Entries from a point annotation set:
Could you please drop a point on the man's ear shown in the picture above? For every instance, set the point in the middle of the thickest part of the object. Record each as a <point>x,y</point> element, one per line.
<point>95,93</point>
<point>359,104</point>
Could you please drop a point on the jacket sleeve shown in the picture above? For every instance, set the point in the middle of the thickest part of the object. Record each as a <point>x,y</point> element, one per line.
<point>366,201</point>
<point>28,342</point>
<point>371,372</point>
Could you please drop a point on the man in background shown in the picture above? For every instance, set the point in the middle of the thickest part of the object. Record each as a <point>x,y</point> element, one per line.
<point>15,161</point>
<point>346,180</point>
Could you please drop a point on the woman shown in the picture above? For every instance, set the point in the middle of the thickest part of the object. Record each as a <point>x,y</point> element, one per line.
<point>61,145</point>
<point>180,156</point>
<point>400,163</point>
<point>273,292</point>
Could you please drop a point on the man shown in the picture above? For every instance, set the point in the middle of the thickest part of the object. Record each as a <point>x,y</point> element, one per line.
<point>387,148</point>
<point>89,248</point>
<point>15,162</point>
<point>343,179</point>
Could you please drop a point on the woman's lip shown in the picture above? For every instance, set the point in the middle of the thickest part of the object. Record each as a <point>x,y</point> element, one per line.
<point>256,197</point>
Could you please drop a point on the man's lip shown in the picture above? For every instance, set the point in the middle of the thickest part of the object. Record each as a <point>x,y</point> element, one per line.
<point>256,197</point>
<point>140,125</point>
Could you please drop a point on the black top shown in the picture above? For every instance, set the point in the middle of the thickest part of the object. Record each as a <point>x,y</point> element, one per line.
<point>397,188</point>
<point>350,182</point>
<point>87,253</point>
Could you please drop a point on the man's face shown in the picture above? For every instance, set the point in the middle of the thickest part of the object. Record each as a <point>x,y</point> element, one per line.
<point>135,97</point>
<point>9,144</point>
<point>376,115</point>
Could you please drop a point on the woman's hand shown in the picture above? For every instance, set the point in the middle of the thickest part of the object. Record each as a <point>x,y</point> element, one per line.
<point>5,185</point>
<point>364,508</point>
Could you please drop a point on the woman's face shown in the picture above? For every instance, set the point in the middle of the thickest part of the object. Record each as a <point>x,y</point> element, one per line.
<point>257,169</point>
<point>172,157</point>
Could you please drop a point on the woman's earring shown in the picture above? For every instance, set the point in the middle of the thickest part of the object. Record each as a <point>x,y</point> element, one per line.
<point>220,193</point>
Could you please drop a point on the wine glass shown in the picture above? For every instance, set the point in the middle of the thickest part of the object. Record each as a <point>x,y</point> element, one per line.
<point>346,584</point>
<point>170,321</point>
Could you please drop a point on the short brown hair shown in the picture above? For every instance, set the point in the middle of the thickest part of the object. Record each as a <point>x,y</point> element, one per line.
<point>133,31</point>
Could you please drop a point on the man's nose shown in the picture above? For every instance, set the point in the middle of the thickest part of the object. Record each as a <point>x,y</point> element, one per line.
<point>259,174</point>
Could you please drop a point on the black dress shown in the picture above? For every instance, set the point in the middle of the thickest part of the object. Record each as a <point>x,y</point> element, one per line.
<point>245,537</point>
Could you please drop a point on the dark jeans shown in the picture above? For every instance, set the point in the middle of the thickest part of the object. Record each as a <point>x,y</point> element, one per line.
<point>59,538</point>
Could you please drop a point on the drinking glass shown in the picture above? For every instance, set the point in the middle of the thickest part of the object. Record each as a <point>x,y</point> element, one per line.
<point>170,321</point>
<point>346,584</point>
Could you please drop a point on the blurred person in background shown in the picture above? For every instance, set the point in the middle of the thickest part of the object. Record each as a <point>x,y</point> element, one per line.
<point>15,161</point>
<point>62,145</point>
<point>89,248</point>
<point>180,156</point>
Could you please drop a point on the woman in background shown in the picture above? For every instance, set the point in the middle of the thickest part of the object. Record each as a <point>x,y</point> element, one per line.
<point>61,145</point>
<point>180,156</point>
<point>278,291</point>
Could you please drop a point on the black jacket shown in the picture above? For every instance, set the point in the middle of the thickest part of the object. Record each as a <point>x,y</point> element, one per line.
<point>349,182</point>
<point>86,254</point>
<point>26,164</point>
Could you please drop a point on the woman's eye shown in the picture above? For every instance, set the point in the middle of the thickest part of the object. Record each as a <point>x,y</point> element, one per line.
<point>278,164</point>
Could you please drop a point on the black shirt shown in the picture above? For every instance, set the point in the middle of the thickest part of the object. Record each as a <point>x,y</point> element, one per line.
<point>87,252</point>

==

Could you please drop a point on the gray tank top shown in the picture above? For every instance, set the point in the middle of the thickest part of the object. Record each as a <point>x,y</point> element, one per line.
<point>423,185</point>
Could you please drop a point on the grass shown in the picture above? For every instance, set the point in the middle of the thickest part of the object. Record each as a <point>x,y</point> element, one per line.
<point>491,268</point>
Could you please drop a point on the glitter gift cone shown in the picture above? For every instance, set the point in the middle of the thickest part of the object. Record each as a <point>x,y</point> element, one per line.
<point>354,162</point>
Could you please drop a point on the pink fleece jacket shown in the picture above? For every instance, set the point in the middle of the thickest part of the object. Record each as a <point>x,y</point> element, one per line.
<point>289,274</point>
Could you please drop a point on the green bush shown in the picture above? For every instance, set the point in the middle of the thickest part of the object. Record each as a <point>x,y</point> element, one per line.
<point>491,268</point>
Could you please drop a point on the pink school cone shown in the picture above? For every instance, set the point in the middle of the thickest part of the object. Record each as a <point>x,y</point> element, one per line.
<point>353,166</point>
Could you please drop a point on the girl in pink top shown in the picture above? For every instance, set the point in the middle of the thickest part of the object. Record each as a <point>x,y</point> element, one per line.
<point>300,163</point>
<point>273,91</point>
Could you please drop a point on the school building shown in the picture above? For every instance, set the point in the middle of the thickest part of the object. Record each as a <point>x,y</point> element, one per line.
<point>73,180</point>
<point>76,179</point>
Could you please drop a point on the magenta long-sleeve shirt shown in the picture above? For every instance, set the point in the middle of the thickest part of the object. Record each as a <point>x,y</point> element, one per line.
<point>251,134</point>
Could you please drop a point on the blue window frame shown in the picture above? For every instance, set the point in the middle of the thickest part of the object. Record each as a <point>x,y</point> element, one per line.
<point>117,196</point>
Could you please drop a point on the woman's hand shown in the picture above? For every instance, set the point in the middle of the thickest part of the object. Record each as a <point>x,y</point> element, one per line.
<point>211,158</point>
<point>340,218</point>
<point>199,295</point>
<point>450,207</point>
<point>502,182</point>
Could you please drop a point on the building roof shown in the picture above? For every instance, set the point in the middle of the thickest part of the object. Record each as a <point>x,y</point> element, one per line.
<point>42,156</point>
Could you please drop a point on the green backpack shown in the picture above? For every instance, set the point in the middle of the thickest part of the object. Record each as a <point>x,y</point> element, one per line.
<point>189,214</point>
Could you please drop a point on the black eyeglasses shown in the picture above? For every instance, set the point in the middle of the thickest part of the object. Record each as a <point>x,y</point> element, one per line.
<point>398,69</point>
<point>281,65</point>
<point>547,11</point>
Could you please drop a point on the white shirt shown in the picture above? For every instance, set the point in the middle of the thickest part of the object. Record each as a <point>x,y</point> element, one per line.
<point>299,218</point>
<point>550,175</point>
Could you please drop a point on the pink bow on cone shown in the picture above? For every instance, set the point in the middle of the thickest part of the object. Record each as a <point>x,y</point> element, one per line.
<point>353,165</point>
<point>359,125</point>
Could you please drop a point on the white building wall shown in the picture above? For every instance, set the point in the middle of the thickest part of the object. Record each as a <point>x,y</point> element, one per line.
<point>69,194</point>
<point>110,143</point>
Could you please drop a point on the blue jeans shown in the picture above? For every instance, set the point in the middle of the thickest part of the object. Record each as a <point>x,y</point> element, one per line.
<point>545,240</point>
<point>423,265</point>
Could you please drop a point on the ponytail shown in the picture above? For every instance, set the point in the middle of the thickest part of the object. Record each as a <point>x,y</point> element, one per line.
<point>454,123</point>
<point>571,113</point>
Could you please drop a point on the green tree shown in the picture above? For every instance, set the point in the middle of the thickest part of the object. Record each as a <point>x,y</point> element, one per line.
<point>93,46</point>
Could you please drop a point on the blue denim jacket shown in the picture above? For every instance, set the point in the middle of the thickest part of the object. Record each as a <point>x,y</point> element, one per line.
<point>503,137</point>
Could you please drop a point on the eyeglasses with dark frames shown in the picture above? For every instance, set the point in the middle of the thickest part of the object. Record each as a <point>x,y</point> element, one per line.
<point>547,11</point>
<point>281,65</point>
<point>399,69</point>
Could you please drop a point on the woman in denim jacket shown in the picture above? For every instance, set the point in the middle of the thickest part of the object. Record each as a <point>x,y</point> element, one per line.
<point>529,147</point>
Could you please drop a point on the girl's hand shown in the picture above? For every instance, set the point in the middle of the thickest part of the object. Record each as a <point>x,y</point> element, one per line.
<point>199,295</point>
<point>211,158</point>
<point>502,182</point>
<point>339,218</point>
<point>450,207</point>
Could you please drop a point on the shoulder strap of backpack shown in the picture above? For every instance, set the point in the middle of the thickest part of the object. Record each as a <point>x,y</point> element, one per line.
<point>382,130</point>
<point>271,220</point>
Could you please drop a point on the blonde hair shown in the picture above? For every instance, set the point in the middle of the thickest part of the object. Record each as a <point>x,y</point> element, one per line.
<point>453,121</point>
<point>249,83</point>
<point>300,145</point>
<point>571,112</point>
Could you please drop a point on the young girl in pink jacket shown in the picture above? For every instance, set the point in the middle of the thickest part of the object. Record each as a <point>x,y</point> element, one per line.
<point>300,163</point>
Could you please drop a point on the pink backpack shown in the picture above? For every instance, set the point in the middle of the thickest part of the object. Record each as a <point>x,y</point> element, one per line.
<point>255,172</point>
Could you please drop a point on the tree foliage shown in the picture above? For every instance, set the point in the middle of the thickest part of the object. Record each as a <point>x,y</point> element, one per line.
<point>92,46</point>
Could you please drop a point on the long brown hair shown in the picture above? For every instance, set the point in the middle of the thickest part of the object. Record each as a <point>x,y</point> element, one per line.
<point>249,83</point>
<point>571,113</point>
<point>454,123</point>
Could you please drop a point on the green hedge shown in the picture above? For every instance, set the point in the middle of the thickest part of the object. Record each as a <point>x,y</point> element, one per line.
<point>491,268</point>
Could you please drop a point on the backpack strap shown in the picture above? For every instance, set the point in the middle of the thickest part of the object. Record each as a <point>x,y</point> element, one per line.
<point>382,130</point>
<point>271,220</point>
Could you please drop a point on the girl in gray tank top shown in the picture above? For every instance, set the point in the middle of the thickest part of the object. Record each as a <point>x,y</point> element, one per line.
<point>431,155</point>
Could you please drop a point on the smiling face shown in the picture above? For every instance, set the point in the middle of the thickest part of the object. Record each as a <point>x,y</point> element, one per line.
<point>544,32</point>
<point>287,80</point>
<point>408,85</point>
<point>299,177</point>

==

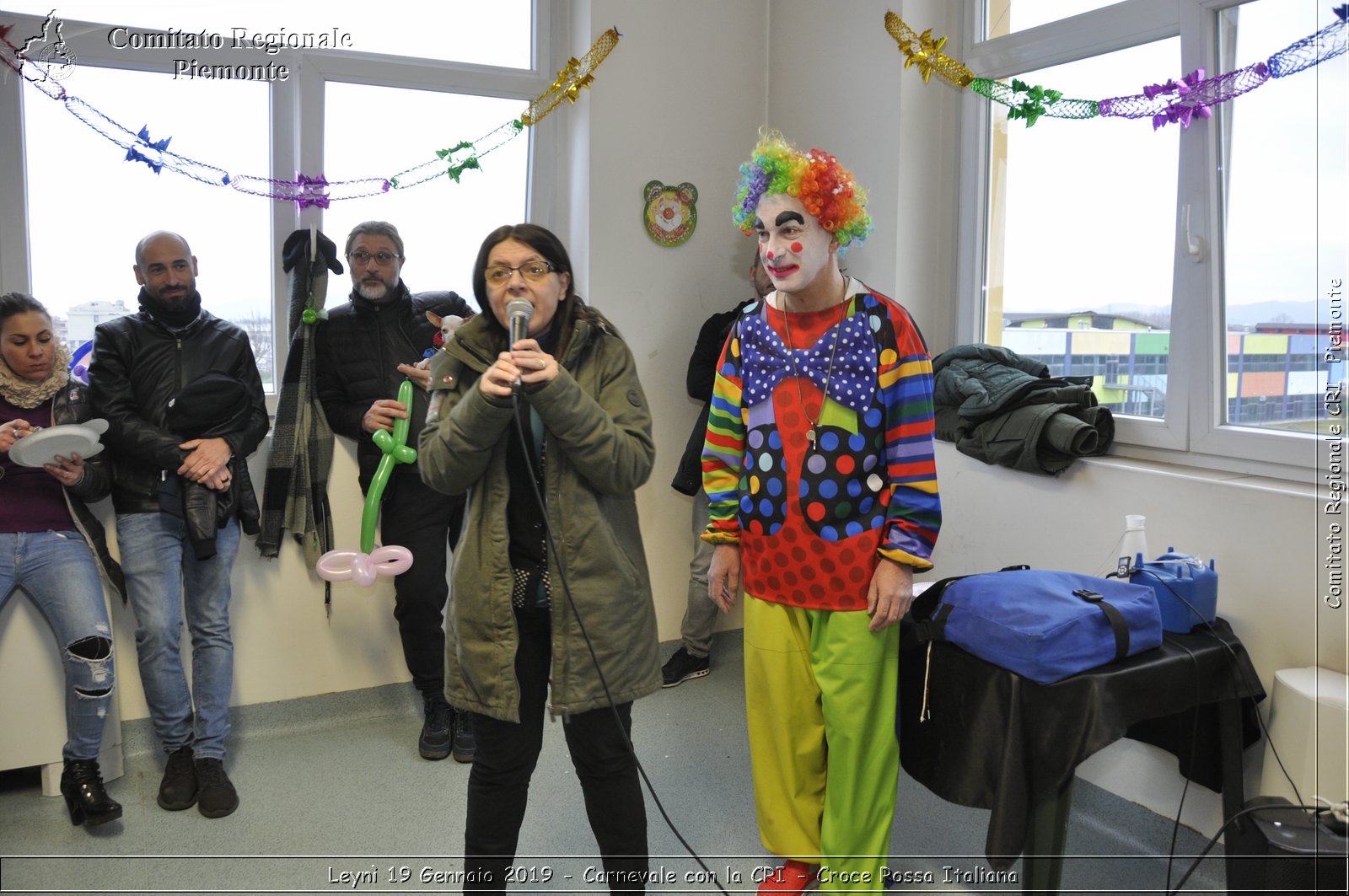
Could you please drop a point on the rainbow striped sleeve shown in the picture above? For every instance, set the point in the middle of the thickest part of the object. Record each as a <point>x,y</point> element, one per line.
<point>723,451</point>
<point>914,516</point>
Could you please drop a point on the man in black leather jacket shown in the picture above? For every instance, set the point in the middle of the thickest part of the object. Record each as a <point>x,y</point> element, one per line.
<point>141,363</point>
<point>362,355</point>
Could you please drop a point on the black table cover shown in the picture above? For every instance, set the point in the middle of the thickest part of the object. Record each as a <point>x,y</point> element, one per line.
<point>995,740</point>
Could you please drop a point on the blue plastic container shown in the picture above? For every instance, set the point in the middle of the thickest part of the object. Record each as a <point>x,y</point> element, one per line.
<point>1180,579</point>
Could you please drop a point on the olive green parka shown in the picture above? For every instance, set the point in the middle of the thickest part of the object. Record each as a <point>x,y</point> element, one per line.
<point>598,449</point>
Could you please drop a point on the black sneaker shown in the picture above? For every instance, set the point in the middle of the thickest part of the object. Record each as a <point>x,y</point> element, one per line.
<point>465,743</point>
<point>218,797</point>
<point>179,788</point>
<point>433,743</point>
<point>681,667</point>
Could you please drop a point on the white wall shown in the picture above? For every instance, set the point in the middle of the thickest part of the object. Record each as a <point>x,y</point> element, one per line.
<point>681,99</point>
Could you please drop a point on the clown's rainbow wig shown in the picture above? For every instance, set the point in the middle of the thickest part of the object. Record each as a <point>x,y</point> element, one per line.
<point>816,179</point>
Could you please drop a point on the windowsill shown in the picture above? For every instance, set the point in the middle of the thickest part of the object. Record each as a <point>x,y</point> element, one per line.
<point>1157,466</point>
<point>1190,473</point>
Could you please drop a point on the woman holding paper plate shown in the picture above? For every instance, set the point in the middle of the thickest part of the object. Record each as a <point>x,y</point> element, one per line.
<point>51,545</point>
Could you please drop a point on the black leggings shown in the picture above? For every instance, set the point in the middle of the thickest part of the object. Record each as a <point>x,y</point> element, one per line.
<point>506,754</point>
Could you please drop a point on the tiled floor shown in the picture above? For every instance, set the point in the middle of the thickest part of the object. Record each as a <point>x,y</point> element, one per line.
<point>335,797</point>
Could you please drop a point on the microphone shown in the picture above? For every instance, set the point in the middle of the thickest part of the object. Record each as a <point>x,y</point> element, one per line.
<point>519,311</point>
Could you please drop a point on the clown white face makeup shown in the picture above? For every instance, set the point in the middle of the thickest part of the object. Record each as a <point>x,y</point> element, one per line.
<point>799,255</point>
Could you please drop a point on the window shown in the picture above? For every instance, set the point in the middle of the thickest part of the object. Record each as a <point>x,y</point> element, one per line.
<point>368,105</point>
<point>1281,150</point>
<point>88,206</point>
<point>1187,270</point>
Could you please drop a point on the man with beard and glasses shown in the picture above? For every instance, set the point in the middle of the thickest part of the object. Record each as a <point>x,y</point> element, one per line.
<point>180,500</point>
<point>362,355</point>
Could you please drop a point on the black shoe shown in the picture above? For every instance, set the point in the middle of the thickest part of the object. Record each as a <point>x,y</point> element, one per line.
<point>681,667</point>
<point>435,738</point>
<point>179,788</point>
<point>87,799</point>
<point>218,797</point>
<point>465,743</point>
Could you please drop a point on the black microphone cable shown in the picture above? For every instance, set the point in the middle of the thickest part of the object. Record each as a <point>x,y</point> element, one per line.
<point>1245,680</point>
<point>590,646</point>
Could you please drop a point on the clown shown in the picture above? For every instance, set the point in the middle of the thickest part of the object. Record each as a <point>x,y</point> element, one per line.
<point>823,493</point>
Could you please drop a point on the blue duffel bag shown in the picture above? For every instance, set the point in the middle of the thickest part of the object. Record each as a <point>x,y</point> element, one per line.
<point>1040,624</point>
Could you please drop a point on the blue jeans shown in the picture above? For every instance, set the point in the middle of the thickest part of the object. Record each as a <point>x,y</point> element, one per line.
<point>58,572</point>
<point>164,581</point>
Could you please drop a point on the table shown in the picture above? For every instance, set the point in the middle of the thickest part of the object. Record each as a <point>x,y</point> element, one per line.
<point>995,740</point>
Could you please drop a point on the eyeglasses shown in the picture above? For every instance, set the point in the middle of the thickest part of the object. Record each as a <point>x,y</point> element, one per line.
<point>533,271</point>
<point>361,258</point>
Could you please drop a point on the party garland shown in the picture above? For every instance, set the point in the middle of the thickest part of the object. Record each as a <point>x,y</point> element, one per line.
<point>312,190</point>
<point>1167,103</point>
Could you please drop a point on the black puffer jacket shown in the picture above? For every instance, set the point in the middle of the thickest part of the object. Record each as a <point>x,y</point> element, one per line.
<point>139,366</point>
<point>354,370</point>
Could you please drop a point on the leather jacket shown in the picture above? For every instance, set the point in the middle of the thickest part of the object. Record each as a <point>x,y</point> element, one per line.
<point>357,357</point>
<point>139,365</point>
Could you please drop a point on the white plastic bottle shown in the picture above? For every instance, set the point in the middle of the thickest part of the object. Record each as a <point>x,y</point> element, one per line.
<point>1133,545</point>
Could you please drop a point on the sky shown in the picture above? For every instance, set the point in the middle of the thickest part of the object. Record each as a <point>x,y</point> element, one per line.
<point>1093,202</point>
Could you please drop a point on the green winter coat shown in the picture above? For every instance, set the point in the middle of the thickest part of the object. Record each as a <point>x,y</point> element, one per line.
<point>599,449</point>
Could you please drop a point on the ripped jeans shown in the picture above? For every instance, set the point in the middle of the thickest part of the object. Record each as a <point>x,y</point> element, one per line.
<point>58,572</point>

● **To be done**
Starting at the line that has "Could you please drop a point on the black shoe", repeat each line word for word, and stop after the line that has "<point>164,581</point>".

● **Complete answer**
Could you please drop a point on the black shoe shown in the picture above? For every instance, set the point in the middle of the thickest part of the object. Record each as a <point>x,y</point> element, one per line.
<point>681,667</point>
<point>435,738</point>
<point>179,788</point>
<point>87,799</point>
<point>218,797</point>
<point>465,743</point>
Could you please drop a point on the black microphone cable shown in the picture above? For every instance, set the point in the middle of the thickest part of the object. Record each as a <point>x,y</point> element, one per line.
<point>1245,680</point>
<point>590,646</point>
Could you please drop a point on the clown shown in the picture above? For every instance, set the point in the middle of the thickest part of the object. Record each as a <point>x,y</point> element, one per line.
<point>823,493</point>
Could you please drop a point on the blue duffel bag shown in the picture above? For every instance, set the point in the middle of the thickest part of the object. Record each as a <point>x,y</point> element, one per line.
<point>1040,624</point>
Could you please drop a point on the blue jeans shown in the picture above? For every instance, set the point in the middle of the thickest part of the object. Record each as a <point>x,y</point> element, one per line.
<point>58,572</point>
<point>164,581</point>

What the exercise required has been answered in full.